*TASK INSTRUCTIONS*: Please list every keyword argument passed to CrossValidator in the Spark excerpt below.

*EXCERPT*:

Use scikit learning on single node. Very simple solution. but since scikit leanring load the data still in memory. If the note is faster enough(driver), we can get a good performance as well.
To solve deep learning problem. we have two work around methods.
Apply keras, tensorflow on single node with GPU acceleration(Recommend by databricks).
Distribute Training. It might be slower than on the single node because of communication overhead. There are two frameworks used for distribute training. Horovod and Apache SystemML. I’ve never use Horovod, but you can find information here. As to SystemML, it is more like a wrapper for high level API and provide cluster optimizer which parses the code into spark RDD(live variable analysis, propagate stats, rewrite by matrix decomposition and runtime instruction). From the official website, we know it is much faster than MLLib and native R. The problem is it didn’t update anymore since 2017.
# Create and save a single-hidden-layer Keras model for binary classification# NOTE: In a typical workflow, we'd train the model before exporting it to disk,# but we skip that step here for brevity
model = Sequential()
model.add(Dense(units=20, input_shape=[num_features], activation='relu'))
model.add(Dense(units=1, activation='sigmoid'))
model_path = "/tmp/simple-binary-classification"
model.save(model_path)
transformer = KerasTransformer(inputCol="features", outputCol="predictions", modelFile=model_path)
It seems no perfect solution for machine learning in spark, right? Don’t forget we have other time costing jobs: hyper parameters configuration and validation. We can run same model with different hyper parameters on different nodes using paramMap which similar to grid search or random search.
from pyspark.ml.tuning import CrossValidator, ParamGridBuilder
paramGrid = ParamGridBuilder().addGrid(lr.maxIter, [10, 100, 1000]).addGrid(lr.regParam, [0.1, 0.01]).build()
crossval = CrossValidator(estimator=pipeline,
estimatorParamMaps=paramGrid,
evaluator=RegressionEvaluator(),
numFolds=2) # use 3+ folds in practice
cvModel = crossval.fit(training)
There might be someone saying: why we don’t use MPI? The answer is simple, too complex. Although it can gain the perfect performance, and you can do whatever you want even running distributed GPU + CPU codes, there are too many things we need to manually configuration on low level API without fail tolerance.
In conclusion, we can utilize spark for ELT and training/ validation model to maximize the performance(it did really well for these works). But until now, we still need third frameworks to help us do deep learning or machine learning tasks on single strong node.

*DATA PROVIDED*:
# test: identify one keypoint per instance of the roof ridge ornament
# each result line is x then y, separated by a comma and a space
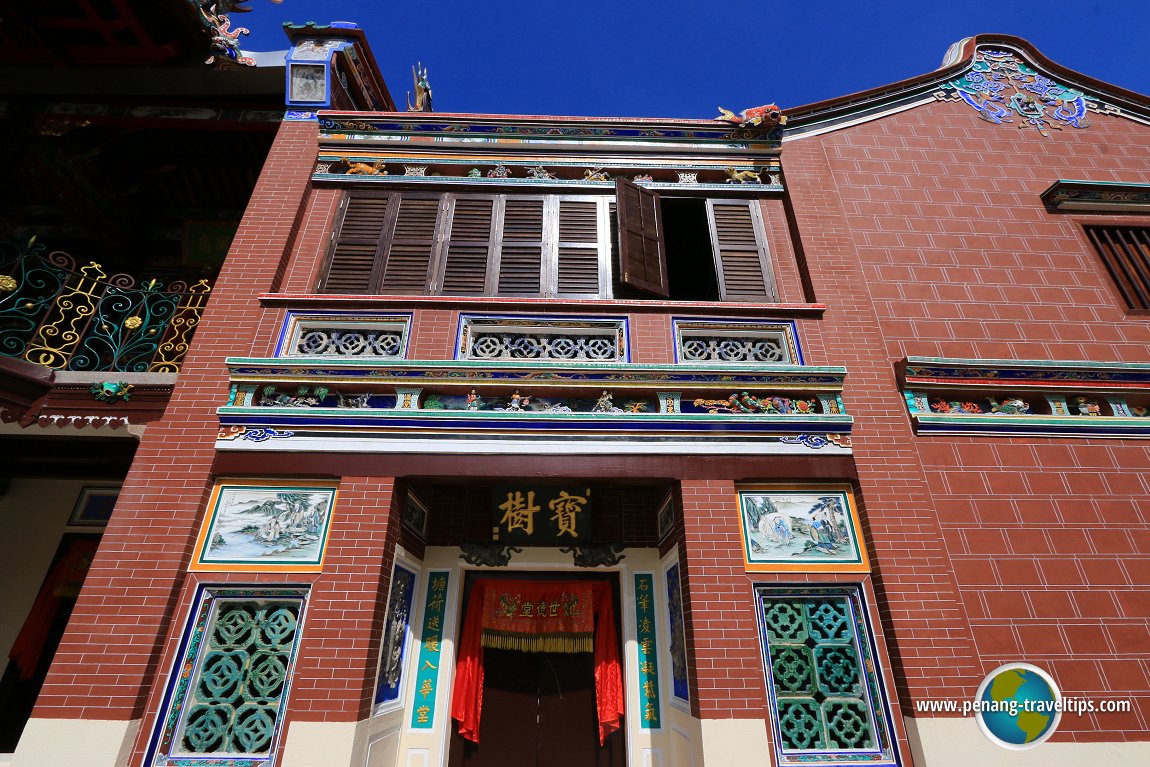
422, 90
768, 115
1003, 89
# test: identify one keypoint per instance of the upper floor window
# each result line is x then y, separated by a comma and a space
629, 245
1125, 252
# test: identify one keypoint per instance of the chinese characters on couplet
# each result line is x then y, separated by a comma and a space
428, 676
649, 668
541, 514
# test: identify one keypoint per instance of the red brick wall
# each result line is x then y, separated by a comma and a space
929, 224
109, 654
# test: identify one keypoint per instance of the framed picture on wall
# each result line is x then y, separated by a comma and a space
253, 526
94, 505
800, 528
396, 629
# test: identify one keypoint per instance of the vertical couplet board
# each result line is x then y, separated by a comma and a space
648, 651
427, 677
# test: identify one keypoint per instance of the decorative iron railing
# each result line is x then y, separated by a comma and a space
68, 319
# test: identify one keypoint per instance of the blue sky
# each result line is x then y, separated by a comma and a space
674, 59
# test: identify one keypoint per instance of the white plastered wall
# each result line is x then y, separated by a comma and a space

*PROBLEM SOLUTION*: estimator, estimatorParamMaps, evaluator, numFolds